» Exercise goal
Copy the items from the line with "outline lavender field, every instance" through the end of the items, replacing "top-left corner" with "upper-left corner" and changing nothing else.

» Material for this task
▼▼▼

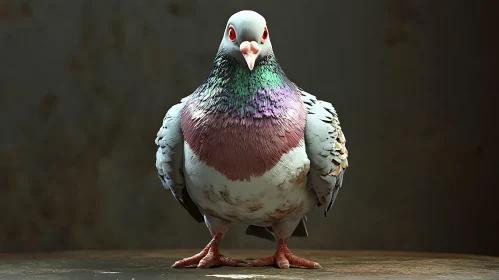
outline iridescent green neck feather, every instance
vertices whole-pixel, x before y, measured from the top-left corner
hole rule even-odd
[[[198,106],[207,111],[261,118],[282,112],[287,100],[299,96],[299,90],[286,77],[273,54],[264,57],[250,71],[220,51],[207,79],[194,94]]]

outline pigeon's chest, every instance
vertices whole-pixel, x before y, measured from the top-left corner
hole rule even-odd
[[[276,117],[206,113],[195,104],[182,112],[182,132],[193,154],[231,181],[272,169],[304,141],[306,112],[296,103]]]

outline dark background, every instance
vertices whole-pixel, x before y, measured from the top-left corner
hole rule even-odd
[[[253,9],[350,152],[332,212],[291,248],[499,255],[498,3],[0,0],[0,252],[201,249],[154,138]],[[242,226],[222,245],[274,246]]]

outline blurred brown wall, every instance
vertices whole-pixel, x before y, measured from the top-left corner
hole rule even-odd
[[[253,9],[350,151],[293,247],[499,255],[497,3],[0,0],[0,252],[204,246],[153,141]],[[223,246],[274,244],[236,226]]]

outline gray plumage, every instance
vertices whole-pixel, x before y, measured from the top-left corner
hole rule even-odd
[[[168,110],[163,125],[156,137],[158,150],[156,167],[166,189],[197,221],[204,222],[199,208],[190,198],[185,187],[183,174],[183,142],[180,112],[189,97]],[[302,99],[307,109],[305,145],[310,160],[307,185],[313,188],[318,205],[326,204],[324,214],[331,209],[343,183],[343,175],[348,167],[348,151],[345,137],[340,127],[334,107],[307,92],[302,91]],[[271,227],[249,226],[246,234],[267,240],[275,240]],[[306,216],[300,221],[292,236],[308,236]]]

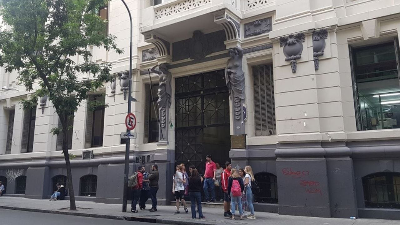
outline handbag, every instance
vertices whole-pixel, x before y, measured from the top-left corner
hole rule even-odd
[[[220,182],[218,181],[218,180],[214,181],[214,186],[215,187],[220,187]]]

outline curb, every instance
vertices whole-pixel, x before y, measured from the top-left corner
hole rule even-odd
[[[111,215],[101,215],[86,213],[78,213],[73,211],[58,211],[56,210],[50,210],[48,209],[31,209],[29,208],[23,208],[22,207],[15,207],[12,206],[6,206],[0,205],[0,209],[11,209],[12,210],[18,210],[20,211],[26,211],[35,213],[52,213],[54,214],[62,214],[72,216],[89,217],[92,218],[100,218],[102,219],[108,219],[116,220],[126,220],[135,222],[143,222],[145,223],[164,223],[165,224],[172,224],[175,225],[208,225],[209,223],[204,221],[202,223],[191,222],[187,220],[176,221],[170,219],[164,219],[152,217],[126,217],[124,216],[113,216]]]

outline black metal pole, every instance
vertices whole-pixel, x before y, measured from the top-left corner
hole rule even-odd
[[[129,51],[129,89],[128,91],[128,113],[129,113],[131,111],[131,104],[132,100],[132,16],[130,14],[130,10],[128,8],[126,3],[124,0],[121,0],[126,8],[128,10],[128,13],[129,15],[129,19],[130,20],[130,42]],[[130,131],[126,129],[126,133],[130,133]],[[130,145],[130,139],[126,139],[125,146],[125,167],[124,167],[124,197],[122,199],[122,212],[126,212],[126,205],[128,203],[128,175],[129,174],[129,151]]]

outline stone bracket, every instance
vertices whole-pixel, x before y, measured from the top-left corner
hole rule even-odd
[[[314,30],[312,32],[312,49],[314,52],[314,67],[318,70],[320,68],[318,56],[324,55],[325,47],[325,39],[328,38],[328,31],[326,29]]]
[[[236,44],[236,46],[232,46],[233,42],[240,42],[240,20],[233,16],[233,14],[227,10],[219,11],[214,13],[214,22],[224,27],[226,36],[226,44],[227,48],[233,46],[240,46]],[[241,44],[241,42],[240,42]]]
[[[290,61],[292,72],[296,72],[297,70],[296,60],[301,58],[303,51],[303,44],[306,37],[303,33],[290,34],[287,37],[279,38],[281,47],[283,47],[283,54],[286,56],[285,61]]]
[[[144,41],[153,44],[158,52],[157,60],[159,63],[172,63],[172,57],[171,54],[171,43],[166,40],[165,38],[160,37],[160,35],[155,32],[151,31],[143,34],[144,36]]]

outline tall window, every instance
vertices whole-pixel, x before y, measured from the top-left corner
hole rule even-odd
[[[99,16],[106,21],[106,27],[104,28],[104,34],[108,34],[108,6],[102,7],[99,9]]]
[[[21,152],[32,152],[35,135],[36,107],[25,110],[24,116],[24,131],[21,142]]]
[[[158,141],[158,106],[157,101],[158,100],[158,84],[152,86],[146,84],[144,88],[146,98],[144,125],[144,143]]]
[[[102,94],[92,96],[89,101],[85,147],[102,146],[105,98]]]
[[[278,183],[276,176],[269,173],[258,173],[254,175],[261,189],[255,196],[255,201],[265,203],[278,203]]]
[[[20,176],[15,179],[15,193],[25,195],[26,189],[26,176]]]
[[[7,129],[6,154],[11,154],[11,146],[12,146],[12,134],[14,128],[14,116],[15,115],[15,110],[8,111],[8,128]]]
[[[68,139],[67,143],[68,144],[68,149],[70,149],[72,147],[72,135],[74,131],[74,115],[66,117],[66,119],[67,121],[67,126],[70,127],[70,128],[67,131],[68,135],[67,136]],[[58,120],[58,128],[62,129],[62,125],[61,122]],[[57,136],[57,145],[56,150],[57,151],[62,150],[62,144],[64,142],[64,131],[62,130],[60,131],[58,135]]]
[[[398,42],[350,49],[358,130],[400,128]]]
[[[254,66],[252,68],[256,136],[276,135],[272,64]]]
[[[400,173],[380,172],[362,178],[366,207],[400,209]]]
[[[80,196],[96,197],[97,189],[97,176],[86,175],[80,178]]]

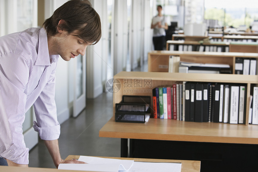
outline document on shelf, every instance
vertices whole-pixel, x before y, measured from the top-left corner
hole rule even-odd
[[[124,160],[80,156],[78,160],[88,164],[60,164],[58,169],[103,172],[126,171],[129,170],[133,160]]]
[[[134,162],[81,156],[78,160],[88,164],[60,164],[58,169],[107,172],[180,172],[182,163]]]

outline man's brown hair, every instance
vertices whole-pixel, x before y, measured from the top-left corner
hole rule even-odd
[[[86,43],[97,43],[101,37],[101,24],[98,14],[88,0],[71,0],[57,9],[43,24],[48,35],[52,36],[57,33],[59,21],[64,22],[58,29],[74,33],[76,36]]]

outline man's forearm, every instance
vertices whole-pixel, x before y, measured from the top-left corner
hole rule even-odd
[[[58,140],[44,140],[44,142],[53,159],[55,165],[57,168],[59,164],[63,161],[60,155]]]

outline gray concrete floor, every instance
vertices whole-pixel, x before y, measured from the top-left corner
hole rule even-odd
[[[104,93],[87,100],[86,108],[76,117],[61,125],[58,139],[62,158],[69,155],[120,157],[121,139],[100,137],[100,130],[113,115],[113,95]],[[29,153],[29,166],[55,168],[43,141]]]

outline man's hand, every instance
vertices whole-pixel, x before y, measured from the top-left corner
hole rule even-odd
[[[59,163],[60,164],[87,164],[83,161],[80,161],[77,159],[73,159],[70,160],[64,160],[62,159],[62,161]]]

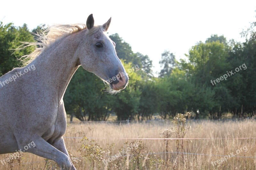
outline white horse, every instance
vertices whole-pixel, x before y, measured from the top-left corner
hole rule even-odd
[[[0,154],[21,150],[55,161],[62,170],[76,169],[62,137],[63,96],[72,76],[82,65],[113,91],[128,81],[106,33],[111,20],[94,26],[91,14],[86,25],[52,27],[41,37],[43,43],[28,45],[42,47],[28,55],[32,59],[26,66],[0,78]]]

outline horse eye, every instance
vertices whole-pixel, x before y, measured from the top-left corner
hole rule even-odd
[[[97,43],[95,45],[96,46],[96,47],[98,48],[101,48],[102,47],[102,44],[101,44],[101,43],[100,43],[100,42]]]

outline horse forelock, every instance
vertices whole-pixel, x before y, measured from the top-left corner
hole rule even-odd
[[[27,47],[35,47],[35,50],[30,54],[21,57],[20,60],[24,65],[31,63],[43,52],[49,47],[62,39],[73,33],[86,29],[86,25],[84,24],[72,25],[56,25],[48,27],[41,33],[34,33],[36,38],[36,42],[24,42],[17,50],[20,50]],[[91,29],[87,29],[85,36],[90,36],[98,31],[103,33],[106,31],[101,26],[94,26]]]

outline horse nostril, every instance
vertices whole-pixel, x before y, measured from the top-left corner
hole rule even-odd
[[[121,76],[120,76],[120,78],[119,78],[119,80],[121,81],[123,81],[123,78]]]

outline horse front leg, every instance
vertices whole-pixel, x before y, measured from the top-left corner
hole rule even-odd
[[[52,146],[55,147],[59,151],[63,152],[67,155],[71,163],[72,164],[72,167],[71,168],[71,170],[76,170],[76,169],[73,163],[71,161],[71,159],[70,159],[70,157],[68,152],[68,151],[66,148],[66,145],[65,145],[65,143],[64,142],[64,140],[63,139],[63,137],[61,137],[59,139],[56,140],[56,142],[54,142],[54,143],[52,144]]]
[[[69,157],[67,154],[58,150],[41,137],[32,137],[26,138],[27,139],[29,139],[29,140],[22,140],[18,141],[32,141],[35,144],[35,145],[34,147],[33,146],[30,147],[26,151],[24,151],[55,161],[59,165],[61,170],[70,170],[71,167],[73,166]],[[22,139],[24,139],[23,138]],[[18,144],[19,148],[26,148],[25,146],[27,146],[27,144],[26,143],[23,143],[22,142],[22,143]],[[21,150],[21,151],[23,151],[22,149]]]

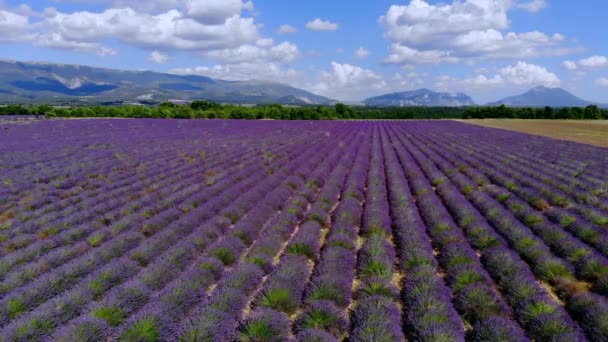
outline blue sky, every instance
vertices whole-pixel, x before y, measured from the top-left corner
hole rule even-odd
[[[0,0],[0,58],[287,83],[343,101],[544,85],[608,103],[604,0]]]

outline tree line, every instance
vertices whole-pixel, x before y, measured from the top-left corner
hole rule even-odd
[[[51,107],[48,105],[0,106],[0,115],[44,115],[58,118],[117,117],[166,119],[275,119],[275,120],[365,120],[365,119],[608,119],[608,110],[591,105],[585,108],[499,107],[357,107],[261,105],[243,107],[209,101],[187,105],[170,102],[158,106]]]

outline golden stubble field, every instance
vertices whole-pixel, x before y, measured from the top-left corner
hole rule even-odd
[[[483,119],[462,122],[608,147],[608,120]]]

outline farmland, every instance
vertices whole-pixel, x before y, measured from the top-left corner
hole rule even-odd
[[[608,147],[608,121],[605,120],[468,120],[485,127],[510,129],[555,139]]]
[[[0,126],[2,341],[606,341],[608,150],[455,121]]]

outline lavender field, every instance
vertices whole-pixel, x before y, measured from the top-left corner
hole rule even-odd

▲▲▲

» Response
outline lavender field, every instance
vertices whole-pixel, x before y, measured from the upper-left corner
hole rule even-odd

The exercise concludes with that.